Aim of the task
Write out every one of the records below word for word, leaving out the pictures.

═════ Records for this task ═════

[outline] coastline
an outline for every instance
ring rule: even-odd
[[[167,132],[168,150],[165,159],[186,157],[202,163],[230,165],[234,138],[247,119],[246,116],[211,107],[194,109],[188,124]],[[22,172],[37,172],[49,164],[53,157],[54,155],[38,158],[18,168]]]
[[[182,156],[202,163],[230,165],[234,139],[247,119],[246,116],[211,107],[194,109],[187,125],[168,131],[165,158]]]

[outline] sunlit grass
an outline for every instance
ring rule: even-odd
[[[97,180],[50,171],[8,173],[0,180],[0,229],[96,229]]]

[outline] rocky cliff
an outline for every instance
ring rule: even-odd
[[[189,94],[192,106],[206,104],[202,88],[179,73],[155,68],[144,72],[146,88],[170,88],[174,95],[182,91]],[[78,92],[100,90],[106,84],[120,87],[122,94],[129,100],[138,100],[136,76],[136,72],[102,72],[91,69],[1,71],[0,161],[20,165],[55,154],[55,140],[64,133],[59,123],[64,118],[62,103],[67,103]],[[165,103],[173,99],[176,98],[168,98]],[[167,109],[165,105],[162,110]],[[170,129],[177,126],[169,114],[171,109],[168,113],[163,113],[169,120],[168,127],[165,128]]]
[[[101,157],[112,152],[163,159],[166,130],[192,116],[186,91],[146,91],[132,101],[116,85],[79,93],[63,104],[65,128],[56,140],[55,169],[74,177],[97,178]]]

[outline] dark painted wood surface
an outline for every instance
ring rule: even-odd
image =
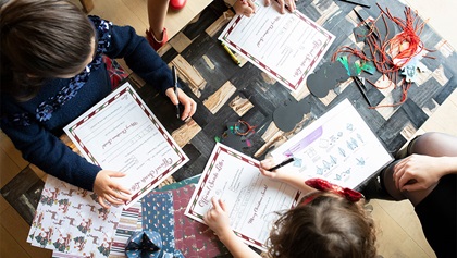
[[[380,10],[375,2],[372,0],[366,2],[369,2],[371,8],[357,8],[359,13],[363,17],[378,17]],[[404,17],[405,7],[398,1],[381,0],[378,3],[383,8],[388,7],[394,16]],[[353,12],[355,5],[332,0],[314,2],[300,0],[297,2],[297,8],[336,36],[335,41],[319,65],[330,62],[332,54],[339,47],[355,46],[351,39],[353,28],[358,23]],[[292,95],[288,89],[265,76],[255,65],[244,63],[239,67],[228,58],[218,40],[218,36],[228,22],[228,19],[223,19],[224,13],[225,15],[231,13],[227,5],[222,0],[214,0],[197,20],[171,40],[171,46],[169,45],[168,48],[160,51],[165,62],[178,67],[180,65],[181,67],[187,65],[186,67],[192,70],[192,72],[188,69],[186,71],[178,70],[181,85],[183,85],[186,94],[198,103],[197,113],[192,121],[184,123],[176,120],[175,115],[171,115],[174,114],[175,107],[168,99],[159,96],[150,85],[141,85],[134,76],[132,77],[132,81],[139,85],[137,88],[139,95],[166,130],[174,134],[175,138],[184,138],[180,144],[190,161],[173,175],[176,181],[201,173],[215,144],[215,137],[223,135],[227,122],[244,120],[256,126],[256,133],[249,138],[251,146],[244,148],[243,152],[261,160],[269,150],[299,132],[345,98],[353,102],[386,148],[391,152],[395,152],[457,86],[457,78],[455,77],[457,74],[456,52],[447,49],[445,44],[442,44],[443,39],[425,25],[421,39],[427,48],[439,49],[430,53],[435,59],[423,59],[422,63],[435,75],[430,75],[420,85],[413,84],[409,90],[408,99],[402,106],[387,111],[385,109],[369,109],[368,103],[351,81],[337,86],[323,99],[316,98],[309,93]],[[206,32],[210,26],[217,28],[215,33],[211,35]],[[186,41],[184,46],[181,44],[183,41]],[[365,74],[365,77],[372,82],[375,82],[380,76],[380,73]],[[230,87],[235,87],[235,90],[230,93],[218,91],[225,88],[227,82],[233,85]],[[399,88],[384,95],[370,85],[368,87],[368,96],[374,105],[388,97],[400,98]],[[222,105],[221,108],[213,113],[211,112],[213,103],[208,102],[218,99],[218,97],[219,99],[225,98],[225,100],[220,103]],[[281,132],[274,125],[272,114],[287,100],[294,98],[309,101],[311,111],[304,115],[295,130]],[[235,99],[242,99],[250,103],[246,106],[248,108],[242,115],[238,114],[236,105],[231,107],[231,102]],[[195,128],[193,134],[188,133],[186,126]],[[24,184],[24,182],[29,183]],[[34,213],[34,207],[36,207],[36,200],[39,198],[41,188],[42,182],[37,181],[33,173],[24,171],[4,186],[1,193],[30,223],[30,214]]]

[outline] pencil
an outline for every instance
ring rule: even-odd
[[[228,53],[228,56],[232,58],[232,60],[237,64],[242,64],[242,62],[239,62],[239,60],[235,57],[235,54],[232,52],[232,50],[230,50],[230,48],[221,42],[222,47],[224,47],[225,51]]]
[[[291,163],[292,161],[294,161],[294,158],[293,158],[293,157],[291,157],[291,158],[288,158],[288,159],[284,160],[283,162],[281,162],[281,163],[279,163],[279,164],[274,165],[273,168],[268,169],[268,171],[277,170],[279,168],[282,168],[282,167],[284,167],[284,165],[286,165],[286,164]]]
[[[180,96],[178,90],[177,90],[177,74],[176,74],[176,67],[173,65],[172,66],[172,76],[173,76],[173,86],[174,86],[174,94],[176,95],[177,98],[177,105],[176,105],[176,118],[180,119]]]
[[[351,1],[351,0],[339,0],[339,1],[347,2],[347,3],[353,3],[353,4],[358,4],[362,8],[371,8],[371,5],[368,5],[368,4],[365,4],[365,3],[361,3],[361,2]]]

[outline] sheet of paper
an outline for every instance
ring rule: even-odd
[[[219,39],[260,70],[296,91],[335,36],[298,10],[281,14],[256,0],[256,14],[236,15]]]
[[[141,231],[141,204],[136,202],[131,208],[122,210],[121,219],[114,223],[115,234],[113,242],[110,245],[109,258],[125,258],[125,247],[128,237],[135,233],[135,231]],[[81,243],[87,243],[87,239],[79,241]],[[107,253],[106,253],[107,254]],[[63,251],[52,251],[52,258],[88,258],[97,257],[95,250],[85,254],[66,254]],[[106,257],[101,255],[100,257]]]
[[[275,211],[295,207],[300,193],[264,177],[259,161],[217,144],[201,174],[185,214],[202,223],[218,197],[228,207],[231,226],[246,244],[265,250]]]
[[[62,257],[108,257],[122,208],[104,209],[95,198],[48,175],[27,242]]]
[[[356,188],[393,158],[348,99],[328,111],[271,156],[282,161],[294,157],[284,169]]]
[[[64,131],[87,160],[126,173],[115,179],[133,193],[126,208],[188,161],[128,83]]]

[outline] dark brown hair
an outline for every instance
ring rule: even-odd
[[[0,11],[1,91],[29,99],[46,78],[77,74],[95,29],[65,0],[10,0]]]
[[[283,213],[270,233],[271,257],[376,257],[374,222],[360,204],[321,193]]]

═════

Exercise output
[outline] coastline
an outline for every instance
ring rule: even-odd
[[[167,132],[168,150],[165,159],[186,157],[202,163],[230,165],[234,138],[247,119],[246,116],[211,107],[194,109],[188,124]],[[22,172],[37,172],[49,164],[53,157],[54,155],[38,158],[18,168]]]
[[[182,156],[202,163],[230,165],[234,139],[247,119],[246,116],[211,107],[194,109],[187,125],[168,131],[165,158]]]

[outline] sunlit grass
an outline for every instance
ring rule: even-odd
[[[97,180],[50,171],[8,173],[0,180],[0,229],[96,229]]]

[outline] rocky cliff
an outline for every instance
ring rule: even-odd
[[[189,94],[192,106],[206,104],[202,88],[179,73],[155,68],[144,72],[146,88],[170,88],[174,95],[182,91]],[[78,92],[100,90],[106,84],[120,87],[122,94],[129,100],[138,100],[136,76],[136,72],[102,72],[91,69],[1,71],[0,161],[20,165],[55,154],[55,140],[64,133],[59,123],[64,118],[62,103],[67,103]],[[165,103],[173,99],[176,98],[168,98]],[[167,109],[165,105],[162,110]],[[170,129],[177,126],[169,114],[171,109],[168,113],[163,113],[169,120],[168,127],[165,128]]]
[[[101,157],[112,152],[163,159],[166,130],[192,116],[186,91],[146,91],[132,101],[116,85],[79,93],[63,104],[65,128],[56,140],[55,169],[74,177],[97,178]]]

[outline] dark painted wood surface
an outline for every instance
ring rule: even-odd
image =
[[[380,10],[375,2],[372,0],[366,2],[369,2],[371,8],[357,8],[359,13],[363,17],[378,17]],[[404,17],[405,7],[398,1],[381,0],[378,3],[383,8],[388,7],[394,16]],[[353,12],[355,5],[332,0],[314,2],[300,0],[297,2],[297,8],[336,36],[335,41],[319,65],[330,62],[332,54],[339,47],[355,46],[351,39],[353,28],[358,23]],[[292,95],[288,89],[265,76],[255,65],[244,63],[239,67],[228,58],[218,40],[218,36],[228,22],[228,19],[223,19],[224,13],[225,15],[231,13],[227,5],[222,0],[214,0],[197,20],[171,40],[171,46],[169,45],[168,48],[160,51],[165,62],[178,67],[180,65],[181,67],[187,65],[186,67],[192,70],[192,72],[188,69],[186,71],[178,70],[181,85],[183,85],[186,94],[198,103],[197,113],[192,121],[184,123],[176,120],[175,115],[171,115],[174,114],[175,107],[168,99],[159,96],[150,85],[141,85],[134,76],[132,77],[132,81],[139,85],[137,88],[139,95],[166,130],[174,134],[175,138],[184,138],[180,144],[190,161],[173,175],[176,181],[201,173],[215,144],[215,137],[223,135],[227,122],[244,120],[256,126],[256,133],[249,138],[251,146],[244,148],[243,152],[261,160],[269,150],[299,132],[345,98],[353,102],[386,148],[391,152],[395,152],[457,86],[457,78],[455,77],[457,74],[456,52],[447,49],[445,44],[442,44],[443,39],[425,25],[421,39],[427,48],[439,49],[430,53],[435,59],[423,59],[422,63],[435,75],[430,75],[420,85],[413,84],[409,90],[408,99],[402,106],[387,111],[385,109],[369,109],[368,103],[351,81],[337,86],[323,99],[316,98],[309,93]],[[206,32],[210,26],[217,28],[215,33],[211,35]],[[186,41],[184,46],[181,44],[183,41]],[[365,74],[365,77],[372,82],[375,82],[380,76],[380,73]],[[230,87],[235,87],[235,90],[230,93],[218,91],[225,88],[227,82],[233,85]],[[399,88],[384,95],[370,85],[368,87],[368,96],[374,105],[388,97],[400,98]],[[222,105],[221,108],[213,113],[211,112],[213,103],[208,102],[218,99],[218,97],[219,99],[225,98],[225,100],[220,103]],[[281,132],[274,125],[272,114],[287,100],[294,98],[309,101],[311,111],[304,115],[295,130]],[[235,99],[242,99],[250,103],[246,106],[248,108],[242,115],[238,114],[236,105],[231,107],[231,102]],[[195,128],[193,134],[188,133],[186,126]],[[24,184],[24,182],[29,183]],[[34,213],[34,207],[36,207],[36,200],[39,198],[41,188],[42,182],[37,181],[33,173],[24,171],[4,186],[1,193],[30,223],[30,214]]]

[outline] pencil
an outline for every instance
ring rule: even-odd
[[[228,53],[228,56],[232,58],[232,60],[237,64],[242,64],[242,62],[239,62],[239,60],[235,57],[235,54],[232,52],[232,50],[230,50],[230,48],[221,42],[222,47],[224,47],[225,51]]]
[[[291,163],[292,161],[294,161],[294,158],[293,158],[293,157],[291,157],[291,158],[288,158],[288,159],[284,160],[283,162],[281,162],[281,163],[279,163],[279,164],[274,165],[273,168],[268,169],[268,171],[277,170],[279,168],[282,168],[282,167],[284,167],[284,165],[286,165],[286,164]]]
[[[180,96],[178,90],[177,90],[177,74],[176,74],[176,67],[173,65],[172,66],[172,76],[173,76],[173,86],[174,86],[174,94],[176,95],[177,98],[177,105],[176,105],[176,118],[180,119]]]
[[[351,1],[351,0],[339,0],[339,1],[347,2],[347,3],[353,3],[353,4],[358,4],[362,8],[371,8],[371,5],[368,5],[368,4],[365,4],[365,3],[361,3],[361,2]]]

[outline] sheet of paper
an outline for every instance
ring rule: even-odd
[[[219,39],[260,70],[296,91],[335,36],[298,10],[281,14],[256,0],[256,14],[236,15]]]
[[[141,231],[141,204],[136,202],[131,208],[122,210],[121,219],[114,223],[115,234],[113,242],[110,245],[109,258],[125,258],[125,247],[128,237],[135,233],[135,231]],[[81,243],[87,243],[87,239],[79,241]],[[107,253],[106,253],[107,254]],[[63,251],[52,251],[52,258],[88,258],[97,257],[95,250],[85,254],[66,254]],[[106,257],[101,255],[100,257]]]
[[[275,211],[295,207],[300,193],[264,177],[259,161],[217,144],[201,174],[185,214],[202,223],[218,197],[228,207],[231,226],[246,244],[265,250]]]
[[[62,257],[108,257],[122,208],[104,209],[95,198],[48,175],[27,242]]]
[[[356,188],[393,158],[348,99],[328,111],[271,156],[282,161],[294,157],[284,169]]]
[[[64,131],[87,160],[126,173],[115,179],[133,193],[126,208],[188,161],[128,83]]]

[outline] dark brown hair
an outline for every instance
ring rule: even-odd
[[[0,11],[1,91],[29,99],[46,78],[77,74],[95,29],[65,0],[10,0]]]
[[[283,213],[270,233],[271,257],[376,257],[374,222],[360,204],[321,193]]]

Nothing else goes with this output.